→ TASK PROMPT
Your answer must be the full listing, repeated word for word.

→ RECORDS PROVIDED
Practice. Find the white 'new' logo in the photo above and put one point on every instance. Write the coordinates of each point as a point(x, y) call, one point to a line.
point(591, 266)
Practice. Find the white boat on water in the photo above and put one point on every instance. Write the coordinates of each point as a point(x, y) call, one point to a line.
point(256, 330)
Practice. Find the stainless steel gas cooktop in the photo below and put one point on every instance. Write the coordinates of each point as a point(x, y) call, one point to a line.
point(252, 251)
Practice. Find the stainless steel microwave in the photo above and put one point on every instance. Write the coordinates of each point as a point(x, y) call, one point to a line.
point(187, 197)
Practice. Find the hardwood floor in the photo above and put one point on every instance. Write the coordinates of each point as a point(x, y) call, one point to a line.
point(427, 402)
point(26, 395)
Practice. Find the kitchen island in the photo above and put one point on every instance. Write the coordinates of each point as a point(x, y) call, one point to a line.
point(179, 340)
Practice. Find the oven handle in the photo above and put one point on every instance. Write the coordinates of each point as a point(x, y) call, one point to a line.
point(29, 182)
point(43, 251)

→ RESPONSE BOX
Practice. Find the white 'new' logo in the photo above and put one point on every instance. Write the coordinates of each point as a point(x, y) call, one point to a line.
point(591, 266)
Practice. Find the white boat on water in the photo above and put one point on every instance. Write the coordinates of each point as a point(x, y) call, one point to a line.
point(256, 330)
Practice. Find the stainless steel gas cooktop in the photo below and put one point on every instance. Write the coordinates of each point as a point(x, y) call, one point to a line.
point(252, 251)
Practice. Find the stainless steel microwave in the photo above and put one point on every instance. Write the coordinates of each point as a point(x, y) call, one point to a line.
point(187, 197)
Practice. Find the hardwood floor in the photo above and put one point on every instance. Write the coordinates of each point as a point(x, y) call, one point to a line.
point(427, 402)
point(26, 395)
Practice. Find the kitchen island in the photo above and put one point on every instance. Write the coordinates of each point as a point(x, y) call, one point to a line.
point(179, 340)
Practice. Find the oven handle in the photo above and put one point on every instance. Write the coordinates of each point as a point(x, y) call, one point to a line.
point(29, 182)
point(43, 251)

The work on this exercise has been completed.